** begin Supplied records **
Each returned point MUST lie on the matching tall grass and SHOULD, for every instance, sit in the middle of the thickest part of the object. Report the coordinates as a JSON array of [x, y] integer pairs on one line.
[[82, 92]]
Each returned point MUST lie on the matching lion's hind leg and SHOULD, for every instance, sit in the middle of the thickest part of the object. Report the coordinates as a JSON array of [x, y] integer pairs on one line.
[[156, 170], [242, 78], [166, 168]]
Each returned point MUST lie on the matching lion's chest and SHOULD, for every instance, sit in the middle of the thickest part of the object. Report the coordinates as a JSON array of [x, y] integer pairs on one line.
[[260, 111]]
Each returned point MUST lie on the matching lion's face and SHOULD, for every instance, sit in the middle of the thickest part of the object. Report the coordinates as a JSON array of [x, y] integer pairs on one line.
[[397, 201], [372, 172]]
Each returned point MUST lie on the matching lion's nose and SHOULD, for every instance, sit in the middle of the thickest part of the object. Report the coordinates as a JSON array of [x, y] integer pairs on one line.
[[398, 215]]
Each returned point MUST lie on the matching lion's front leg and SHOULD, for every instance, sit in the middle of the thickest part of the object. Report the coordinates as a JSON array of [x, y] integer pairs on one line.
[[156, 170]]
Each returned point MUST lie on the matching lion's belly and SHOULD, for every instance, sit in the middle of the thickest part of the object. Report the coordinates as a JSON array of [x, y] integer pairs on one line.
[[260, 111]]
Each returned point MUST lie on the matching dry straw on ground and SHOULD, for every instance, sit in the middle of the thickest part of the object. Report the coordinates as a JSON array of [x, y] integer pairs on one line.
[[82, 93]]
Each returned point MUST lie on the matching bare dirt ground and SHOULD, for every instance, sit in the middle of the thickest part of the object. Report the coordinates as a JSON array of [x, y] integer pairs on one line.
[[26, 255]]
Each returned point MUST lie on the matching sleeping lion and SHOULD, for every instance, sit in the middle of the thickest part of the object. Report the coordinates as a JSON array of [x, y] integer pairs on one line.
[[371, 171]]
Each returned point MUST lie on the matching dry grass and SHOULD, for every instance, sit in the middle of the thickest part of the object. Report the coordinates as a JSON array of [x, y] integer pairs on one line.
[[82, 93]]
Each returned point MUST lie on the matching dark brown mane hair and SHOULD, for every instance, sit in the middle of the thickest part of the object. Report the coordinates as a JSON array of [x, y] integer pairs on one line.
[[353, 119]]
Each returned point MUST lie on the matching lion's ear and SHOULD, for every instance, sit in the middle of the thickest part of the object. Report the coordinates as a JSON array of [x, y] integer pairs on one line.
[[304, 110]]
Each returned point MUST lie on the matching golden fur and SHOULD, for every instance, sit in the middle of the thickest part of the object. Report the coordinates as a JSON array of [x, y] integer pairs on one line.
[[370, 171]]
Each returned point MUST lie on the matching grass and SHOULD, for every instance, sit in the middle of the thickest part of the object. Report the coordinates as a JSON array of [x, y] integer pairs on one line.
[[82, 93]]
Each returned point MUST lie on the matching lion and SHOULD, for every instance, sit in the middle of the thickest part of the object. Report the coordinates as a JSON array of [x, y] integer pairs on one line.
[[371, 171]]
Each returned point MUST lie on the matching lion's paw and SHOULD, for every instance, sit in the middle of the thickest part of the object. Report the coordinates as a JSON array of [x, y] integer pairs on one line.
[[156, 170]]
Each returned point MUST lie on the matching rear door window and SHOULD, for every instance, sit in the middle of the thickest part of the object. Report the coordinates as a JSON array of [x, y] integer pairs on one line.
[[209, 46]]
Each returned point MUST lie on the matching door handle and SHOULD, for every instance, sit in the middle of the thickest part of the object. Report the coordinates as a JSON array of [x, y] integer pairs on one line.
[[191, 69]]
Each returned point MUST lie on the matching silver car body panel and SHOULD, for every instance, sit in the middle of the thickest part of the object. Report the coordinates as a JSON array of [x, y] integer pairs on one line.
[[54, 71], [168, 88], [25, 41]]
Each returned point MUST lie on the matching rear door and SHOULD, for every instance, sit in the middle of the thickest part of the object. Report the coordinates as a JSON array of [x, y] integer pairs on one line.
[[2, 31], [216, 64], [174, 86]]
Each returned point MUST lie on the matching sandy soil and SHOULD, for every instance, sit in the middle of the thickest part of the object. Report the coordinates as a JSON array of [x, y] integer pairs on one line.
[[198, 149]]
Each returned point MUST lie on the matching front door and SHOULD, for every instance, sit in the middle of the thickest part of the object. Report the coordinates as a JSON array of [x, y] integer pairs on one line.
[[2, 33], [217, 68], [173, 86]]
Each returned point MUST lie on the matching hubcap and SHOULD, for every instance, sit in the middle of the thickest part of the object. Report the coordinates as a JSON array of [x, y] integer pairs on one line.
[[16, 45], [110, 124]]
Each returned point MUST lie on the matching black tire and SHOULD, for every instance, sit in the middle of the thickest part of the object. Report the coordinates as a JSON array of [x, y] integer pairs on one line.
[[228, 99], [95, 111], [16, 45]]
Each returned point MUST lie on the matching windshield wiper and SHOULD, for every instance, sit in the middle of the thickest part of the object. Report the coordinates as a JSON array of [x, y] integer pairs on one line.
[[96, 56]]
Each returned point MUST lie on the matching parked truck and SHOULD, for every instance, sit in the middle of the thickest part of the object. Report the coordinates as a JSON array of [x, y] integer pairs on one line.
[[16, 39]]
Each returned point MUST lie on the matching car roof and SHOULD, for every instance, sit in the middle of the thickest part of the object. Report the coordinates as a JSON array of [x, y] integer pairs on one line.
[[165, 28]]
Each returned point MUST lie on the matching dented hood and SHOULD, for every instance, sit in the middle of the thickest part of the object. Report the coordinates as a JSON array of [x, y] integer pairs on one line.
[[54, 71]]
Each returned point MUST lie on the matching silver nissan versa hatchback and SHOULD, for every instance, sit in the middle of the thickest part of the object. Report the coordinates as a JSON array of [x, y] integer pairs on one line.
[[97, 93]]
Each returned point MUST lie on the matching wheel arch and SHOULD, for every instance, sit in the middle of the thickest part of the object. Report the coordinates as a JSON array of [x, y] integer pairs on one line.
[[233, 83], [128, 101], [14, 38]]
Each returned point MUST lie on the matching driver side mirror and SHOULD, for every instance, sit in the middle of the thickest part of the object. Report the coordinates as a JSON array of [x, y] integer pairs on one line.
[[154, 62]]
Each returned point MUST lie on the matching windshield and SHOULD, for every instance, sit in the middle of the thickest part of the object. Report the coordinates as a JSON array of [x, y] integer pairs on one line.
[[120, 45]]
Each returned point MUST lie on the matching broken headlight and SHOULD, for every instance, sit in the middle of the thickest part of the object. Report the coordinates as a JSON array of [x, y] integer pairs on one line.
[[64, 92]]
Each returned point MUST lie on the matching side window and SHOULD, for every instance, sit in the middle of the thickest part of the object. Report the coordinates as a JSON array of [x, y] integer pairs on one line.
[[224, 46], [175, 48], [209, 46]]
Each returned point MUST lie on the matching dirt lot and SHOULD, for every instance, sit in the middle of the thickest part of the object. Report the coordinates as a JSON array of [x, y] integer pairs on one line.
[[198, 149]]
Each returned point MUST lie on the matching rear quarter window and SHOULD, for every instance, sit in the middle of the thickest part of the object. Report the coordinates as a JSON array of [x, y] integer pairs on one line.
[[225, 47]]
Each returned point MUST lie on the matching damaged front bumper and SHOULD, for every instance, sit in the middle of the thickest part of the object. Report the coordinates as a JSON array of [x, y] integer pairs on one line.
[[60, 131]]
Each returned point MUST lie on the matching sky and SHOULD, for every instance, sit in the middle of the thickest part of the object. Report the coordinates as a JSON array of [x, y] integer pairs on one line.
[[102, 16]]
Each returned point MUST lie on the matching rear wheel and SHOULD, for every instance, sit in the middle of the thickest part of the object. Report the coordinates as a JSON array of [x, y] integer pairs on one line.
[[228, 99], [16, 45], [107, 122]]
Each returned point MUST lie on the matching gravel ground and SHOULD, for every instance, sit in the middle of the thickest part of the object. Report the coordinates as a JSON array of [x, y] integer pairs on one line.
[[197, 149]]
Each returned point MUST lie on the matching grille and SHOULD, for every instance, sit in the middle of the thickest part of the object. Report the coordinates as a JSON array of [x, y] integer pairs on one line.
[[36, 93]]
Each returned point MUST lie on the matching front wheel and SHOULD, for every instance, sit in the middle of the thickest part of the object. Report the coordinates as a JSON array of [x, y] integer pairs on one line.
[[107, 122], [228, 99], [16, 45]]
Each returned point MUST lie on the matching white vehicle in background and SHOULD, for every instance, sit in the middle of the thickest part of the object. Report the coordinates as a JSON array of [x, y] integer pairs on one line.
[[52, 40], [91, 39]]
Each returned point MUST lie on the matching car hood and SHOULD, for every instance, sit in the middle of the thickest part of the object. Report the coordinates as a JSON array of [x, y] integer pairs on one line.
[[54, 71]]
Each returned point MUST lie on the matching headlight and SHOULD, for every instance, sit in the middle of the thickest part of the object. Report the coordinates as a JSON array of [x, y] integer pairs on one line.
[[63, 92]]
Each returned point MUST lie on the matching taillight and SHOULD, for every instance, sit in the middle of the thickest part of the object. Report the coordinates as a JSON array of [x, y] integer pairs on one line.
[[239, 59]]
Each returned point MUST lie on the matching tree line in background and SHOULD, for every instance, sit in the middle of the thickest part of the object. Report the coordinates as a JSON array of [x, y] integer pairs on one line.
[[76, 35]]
** end Supplied records **
(Exercise aim): Put the records above, from the line containing "Each returned point MUST lie on the matching parked" through the line containing "[[120, 45]]", into a two-column CSV with the columns instruction and points, one row per record. Enclose each field in quotes, and replace any line breaks in a field with spaces.

(Finished answer):
instruction,points
"Each returned point MUST lie on the matching parked truck and SHOULD, for every instance, sit in the middle of the thickest part of the object. Report the coordinates as a JSON array of [x, y] integer pairs on one line.","[[16, 39]]"
"Each returned point MUST lie on the matching car roof and SHOULD, for every instance, sit in the middle of the thickest part of the object. Report the coordinates as a JSON array of [x, y] integer pairs on one line.","[[165, 28]]"
"Each returned point MUST lie on the matching dented hood and SHOULD, for every instance, sit in the middle of the thickest part of the object. Report the coordinates as a JSON array of [x, y] integer pairs on one line.","[[54, 71]]"
"Each returned point MUST lie on the matching silver nissan versa hatchback and SHOULD, for every instance, sit in the middle of the thickest part of the object. Report the coordinates as a JSON array of [x, y] integer pairs on one line.","[[97, 93]]"
"Each returned point MUST lie on the matching wheel arch and SHOULD, for every instance, sit in the middle of the thickest part of the object. Report the coordinates as a JSON array of [x, y] integer pairs on one line.","[[233, 83], [128, 101], [14, 38]]"
"Each returned point MUST lie on the matching driver side mirror and SHOULD, for every instance, sit in the middle of the thickest part of the object. Report the coordinates as a JSON array of [x, y] integer pairs on one line.","[[154, 62]]"
"Each returned point MUST lie on the matching windshield and SHOULD, for every instance, sit in the middle of the thickest part of the object. Report the coordinates as a JSON array of [x, y] integer pairs on one line.","[[120, 45]]"